** TRECHO FORNECIDO **
╭──

Avança no Congresso Nacional um projeto que altera os prazos da Lei da Ficha Limpa, reduzindo o cálculo do período de inelegibilidade. O projeto é visto como desmonte da lei, tida como grande conquista dos tempos atuais em termos de moralização da política brasileira por punir a corrupção de pessoas condenadas em ações penais e afastá-las da vida pública temporariamente.
O projeto de lei (PL) 192/2023 foi aprovado na Câmara dos Deputados e também pela Comissão de Constituição, Justiça e Cidadania (CCJ) do Senado Federal. Parlamentares de partidos de direita, centro e esquerda votaram a favor. Após aprovação pela CCJ na última quarta-feira (21), agora vai a plenário e, se aprovado sem alterações, seguirá para sanção do presidente Luiz Inácio Lula da Silva (PT).
O assunto é tratado dentro de uma minirreforma eleitoral vista por muitos como oportunista. Como mostrou o jornal Correio Braziliense, a ação suscita reação de advogados, de movimentos de combate à corrupção e de um dos idealizadores da lei, Márlon Reis. Ele vem classificando a ofensiva como “o mais grave atentado” contra a atual legislação, em vigor há 14 anos. Também há advogados que defendem a mudança proposta.

╰──

** TAREFAS **
1. Segundo o trecho, há quanto tempo a Lei da Ficha Limpa está em vigor?
2. Por favor, imprima a parte do trecho que começa nas palavras "O assunto é" e termina depois de "a mudança proposta.".
As linhas a seguir não têm relação com o trecho.

Dados de origem
╭──

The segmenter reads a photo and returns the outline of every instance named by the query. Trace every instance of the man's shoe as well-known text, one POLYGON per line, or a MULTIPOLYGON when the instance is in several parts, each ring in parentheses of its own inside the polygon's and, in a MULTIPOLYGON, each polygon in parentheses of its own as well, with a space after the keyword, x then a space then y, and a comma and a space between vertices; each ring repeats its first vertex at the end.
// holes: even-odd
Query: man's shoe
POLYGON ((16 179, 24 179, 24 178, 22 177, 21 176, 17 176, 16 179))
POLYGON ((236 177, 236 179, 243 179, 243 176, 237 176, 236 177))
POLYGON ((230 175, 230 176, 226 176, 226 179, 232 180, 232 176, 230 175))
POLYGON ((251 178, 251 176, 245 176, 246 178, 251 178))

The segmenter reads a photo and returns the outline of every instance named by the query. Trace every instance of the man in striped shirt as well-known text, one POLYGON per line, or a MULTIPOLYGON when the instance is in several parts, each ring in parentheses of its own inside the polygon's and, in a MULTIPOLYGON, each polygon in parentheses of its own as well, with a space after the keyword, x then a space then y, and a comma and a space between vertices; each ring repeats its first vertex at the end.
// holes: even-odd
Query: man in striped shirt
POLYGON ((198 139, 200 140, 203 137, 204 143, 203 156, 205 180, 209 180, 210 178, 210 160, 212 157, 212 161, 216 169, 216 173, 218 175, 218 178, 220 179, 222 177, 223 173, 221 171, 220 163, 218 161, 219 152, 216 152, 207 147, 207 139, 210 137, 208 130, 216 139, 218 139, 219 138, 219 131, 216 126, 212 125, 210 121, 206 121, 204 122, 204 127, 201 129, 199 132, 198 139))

╰──

** RESPOSTAS DESENVOLVIDAS **
1. Há 14 anos.

2.
O assunto é tratado dentro de uma minirreforma eleitoral vista por muitos como oportunista. Como mostrou o jornal Correio Braziliense, a ação suscita reação de advogados, de movimentos de combate à corrupção e de um dos idealizadores da lei, Márlon Reis. Ele vem classificando a ofensiva como “o mais grave atentado” contra a atual legislação, em vigor há 14 anos. Também há advogados que defendem a mudança proposta.